- Task directions -
Begin at the line below that contains "Could you point out the philodendron". Repeat it and all remaining lines of the records exactly.

[Saved data entries]
##########

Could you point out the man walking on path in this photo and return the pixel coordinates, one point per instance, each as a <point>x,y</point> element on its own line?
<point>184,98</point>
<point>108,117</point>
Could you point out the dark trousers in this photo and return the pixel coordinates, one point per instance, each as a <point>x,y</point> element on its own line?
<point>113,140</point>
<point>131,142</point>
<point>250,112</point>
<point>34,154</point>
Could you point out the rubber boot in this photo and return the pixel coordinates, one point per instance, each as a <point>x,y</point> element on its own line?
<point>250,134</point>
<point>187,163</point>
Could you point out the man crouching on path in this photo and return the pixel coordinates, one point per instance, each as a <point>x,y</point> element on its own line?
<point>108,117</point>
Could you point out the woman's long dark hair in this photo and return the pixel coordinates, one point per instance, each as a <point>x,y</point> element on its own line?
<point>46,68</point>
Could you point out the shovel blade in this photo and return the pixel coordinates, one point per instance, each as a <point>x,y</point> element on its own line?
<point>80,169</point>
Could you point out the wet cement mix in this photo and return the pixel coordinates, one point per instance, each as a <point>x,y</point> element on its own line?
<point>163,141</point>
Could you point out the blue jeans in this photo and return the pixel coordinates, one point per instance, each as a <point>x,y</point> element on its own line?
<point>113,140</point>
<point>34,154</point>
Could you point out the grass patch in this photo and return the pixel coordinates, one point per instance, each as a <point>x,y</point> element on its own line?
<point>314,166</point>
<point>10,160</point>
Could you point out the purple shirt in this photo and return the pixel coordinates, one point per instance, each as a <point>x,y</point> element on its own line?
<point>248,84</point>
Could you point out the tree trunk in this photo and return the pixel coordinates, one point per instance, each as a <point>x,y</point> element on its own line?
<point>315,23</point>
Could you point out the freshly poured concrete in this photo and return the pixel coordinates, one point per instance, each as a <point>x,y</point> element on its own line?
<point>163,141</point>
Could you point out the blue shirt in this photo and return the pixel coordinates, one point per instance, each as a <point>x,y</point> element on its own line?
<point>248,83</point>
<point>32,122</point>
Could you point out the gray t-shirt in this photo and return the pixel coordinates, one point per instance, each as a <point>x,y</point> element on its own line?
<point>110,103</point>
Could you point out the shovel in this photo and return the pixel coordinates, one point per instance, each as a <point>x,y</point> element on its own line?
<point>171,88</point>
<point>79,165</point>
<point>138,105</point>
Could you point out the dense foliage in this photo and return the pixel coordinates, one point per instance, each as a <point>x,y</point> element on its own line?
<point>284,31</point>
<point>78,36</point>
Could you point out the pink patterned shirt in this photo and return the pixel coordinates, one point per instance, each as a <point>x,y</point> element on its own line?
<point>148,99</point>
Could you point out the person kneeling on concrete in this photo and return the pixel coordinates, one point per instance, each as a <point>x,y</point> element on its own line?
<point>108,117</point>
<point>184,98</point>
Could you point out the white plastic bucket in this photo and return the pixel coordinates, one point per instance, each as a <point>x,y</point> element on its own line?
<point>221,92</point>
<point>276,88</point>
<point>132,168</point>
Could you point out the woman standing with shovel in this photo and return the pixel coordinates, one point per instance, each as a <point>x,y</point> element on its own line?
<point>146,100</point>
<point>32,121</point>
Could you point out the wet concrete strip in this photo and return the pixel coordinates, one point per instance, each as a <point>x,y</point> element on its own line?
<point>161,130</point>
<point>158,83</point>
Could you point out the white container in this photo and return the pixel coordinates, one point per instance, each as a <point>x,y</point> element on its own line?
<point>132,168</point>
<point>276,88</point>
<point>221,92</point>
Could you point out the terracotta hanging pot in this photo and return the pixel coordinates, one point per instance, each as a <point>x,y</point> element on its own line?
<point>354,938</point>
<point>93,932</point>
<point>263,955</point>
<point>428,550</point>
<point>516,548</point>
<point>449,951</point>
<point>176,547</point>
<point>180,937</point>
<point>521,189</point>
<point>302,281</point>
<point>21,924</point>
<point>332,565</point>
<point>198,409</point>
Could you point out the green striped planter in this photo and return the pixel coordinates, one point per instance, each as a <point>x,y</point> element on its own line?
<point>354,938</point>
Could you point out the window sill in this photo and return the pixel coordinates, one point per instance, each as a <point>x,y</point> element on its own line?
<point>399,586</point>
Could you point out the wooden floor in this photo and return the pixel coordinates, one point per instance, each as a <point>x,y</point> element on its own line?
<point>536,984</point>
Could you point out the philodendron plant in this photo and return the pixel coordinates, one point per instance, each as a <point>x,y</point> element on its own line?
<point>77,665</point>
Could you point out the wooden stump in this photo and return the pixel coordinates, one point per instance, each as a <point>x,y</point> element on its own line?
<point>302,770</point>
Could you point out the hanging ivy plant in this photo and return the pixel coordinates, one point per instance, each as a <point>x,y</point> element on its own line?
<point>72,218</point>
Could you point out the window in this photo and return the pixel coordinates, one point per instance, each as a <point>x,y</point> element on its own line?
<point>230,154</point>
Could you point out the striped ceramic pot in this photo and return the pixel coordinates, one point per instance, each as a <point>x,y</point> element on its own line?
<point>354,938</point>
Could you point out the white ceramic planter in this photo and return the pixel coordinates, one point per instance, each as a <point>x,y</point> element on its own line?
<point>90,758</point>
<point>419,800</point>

##########

- Reply to the exercise -
Could you point out the philodendron plant in this photo and return the pixel coordinates, one point per instance, each as a <point>x,y</point> element on its own line?
<point>77,665</point>
Could you point out the wooden stump in this photo and return the pixel coordinates, one point per instance, each as a <point>x,y</point> element on its own line?
<point>302,770</point>
Could you point out the hanging ivy plant in this photo and return the pixel coordinates, one point per instance, each as a <point>x,y</point> element on its own line?
<point>72,218</point>
Could you point out the window in this photo and return the pixel coordinates, one point per instance, each as a <point>x,y</point> element on its own line?
<point>230,154</point>
Could you point out the striped ceramic pot in this photo and return the pixel coordinates, one point per instance, each as a <point>x,y</point> element on its own line?
<point>354,938</point>
Could you point out the white ceramic planter in this photo and return the pixel coordinates, one point per instance, each as a <point>x,y</point> element on its own line?
<point>90,758</point>
<point>419,800</point>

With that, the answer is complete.